Article.
##############################

The result? For the first time in its surveys since 1992, the Pew Research Center found that majorities in both political parties "express not just unfavorable but very unfavorable views of the other party." In fact, 81 percent in a recent Pew survey said that supporters of Trump and Hillary Clinton don't just disagree over plans and policies, they disagree over "basic facts." Technology has led to such polluted discourse that, for the first time in history, provable facts have been downgraded to partisan beliefs.

Even if the tech industry helps defeat Trump, the underlying sentiments he stirred up aren't going to disappear. And if tech doesn't address such concerns, the whole situation is only going to get fouler as we become more digital and do more stuff online and surrender to even more software. Workers are staring into the headlights of artificial intelligence, wondering when they'll turn into roadkill. Another Pew survey found that one in five of those with a high school diploma or less believes they're in danger of being replaced by software. That's not just insecurity—that's fear.

There are signs tech is starting to get it. IBM, Microsoft, Google, Amazon and Facebook recently got together to form an organization called Partnership on AI, vowing to show some sense of duty. "We recognize we have to take the field forward in a thoughtful and positive and implicitly ethical way," said Mustafa Suleyman, the group's co-chair and co-founder of Google DeepMind. Hopefully, these companies will follow through.

Some in tech are saying Facebook and others need to be accountable for the dynamics they set in motion. "What algorithms aren't optimized for is doing the right thing or for displaying any amount of transparency," writes Hemant Taneja of General Catalyst Partners, a venture capital firm. (Full disclosure: I'm working on a book with Taneja.) "This has to change, and these companies themselves must take the lead in creating algorithmic accountability in their services."

##############################

Dataset excerpts.
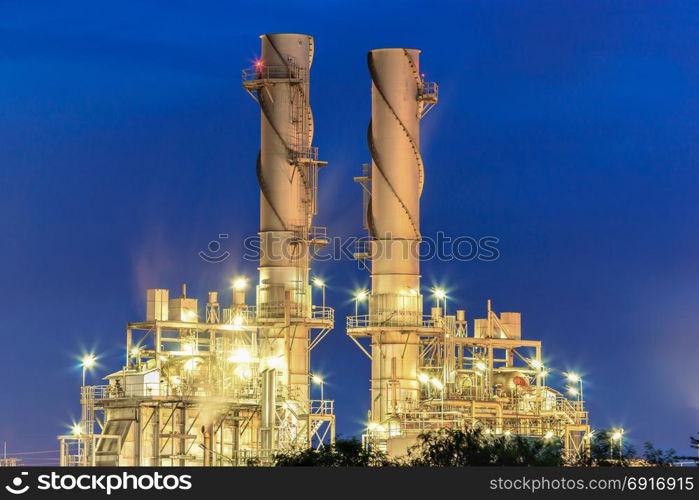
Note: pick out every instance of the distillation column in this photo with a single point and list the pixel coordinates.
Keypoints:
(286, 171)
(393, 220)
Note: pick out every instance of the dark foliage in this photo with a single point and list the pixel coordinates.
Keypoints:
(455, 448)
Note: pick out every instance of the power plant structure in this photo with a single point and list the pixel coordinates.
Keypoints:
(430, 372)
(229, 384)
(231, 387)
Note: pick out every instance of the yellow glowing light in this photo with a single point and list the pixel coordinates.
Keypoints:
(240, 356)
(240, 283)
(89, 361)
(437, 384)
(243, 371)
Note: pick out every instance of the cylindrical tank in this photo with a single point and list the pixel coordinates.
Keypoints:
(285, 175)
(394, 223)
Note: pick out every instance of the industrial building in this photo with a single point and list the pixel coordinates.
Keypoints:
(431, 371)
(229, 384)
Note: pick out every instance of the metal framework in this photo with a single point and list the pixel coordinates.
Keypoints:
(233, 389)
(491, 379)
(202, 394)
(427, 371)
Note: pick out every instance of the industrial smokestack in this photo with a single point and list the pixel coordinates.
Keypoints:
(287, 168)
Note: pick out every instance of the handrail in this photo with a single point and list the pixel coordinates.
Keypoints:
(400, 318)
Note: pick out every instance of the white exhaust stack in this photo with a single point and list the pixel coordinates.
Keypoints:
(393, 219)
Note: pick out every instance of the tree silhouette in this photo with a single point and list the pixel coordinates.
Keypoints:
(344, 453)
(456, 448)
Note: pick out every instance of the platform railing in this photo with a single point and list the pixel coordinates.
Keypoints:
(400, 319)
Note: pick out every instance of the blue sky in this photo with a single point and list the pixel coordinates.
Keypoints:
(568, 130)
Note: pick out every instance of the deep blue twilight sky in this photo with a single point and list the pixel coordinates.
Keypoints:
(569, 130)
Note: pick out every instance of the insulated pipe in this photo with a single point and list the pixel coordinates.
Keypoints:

##############################

Task set.
a – Rewrite the rows from the line containing "Note: pick out every instance of the blue" down through the end of the rows, swapping "photo" for "image" and keeping everything else the same. Give back only those lines.
b – Write the next paragraph of the article on technology's role in political division, picking up after its final sentence.

Results of the exercise.
a –
Note: pick out every instance of the blue sky in this image with a single point and list the pixel coordinates.
Keypoints:
(568, 130)
Note: pick out every instance of the deep blue twilight sky in this image with a single point and list the pixel coordinates.
Keypoints:
(569, 130)
Note: pick out every instance of the insulated pipe in this image with a single point and list the pixel coordinates.
Keypoints:

b –
In mid-October, President Barack Obama addressed this topic in his opening remarks at a White House Frontiers Conference. He told the tech and science audience that they need to get involved in the issues technology raises, suggesting it will be good for business in the long run. "I don't want this audience of people who are accustomed to things happening faster and smoother in their narrow fields to somehow get discouraged and say, 'I'm just not going to deal with government,'" Obama said. "Because, at the end of the day, if you're not willing to...just get in the arena and wrestle with this stuff, and argue with people who may not agree with you, and tolerate sometimes not perfect outcomes but better outcomes, then the space to continue scientific progress isn't going to be there."

In other words, if tech can't or won't tackle the problems it creates, it will wind up with an anti-tech Trump now, or some anti-tech Second Coming of Trump later. So the industry needs to step up.

It's either that or double down on VR.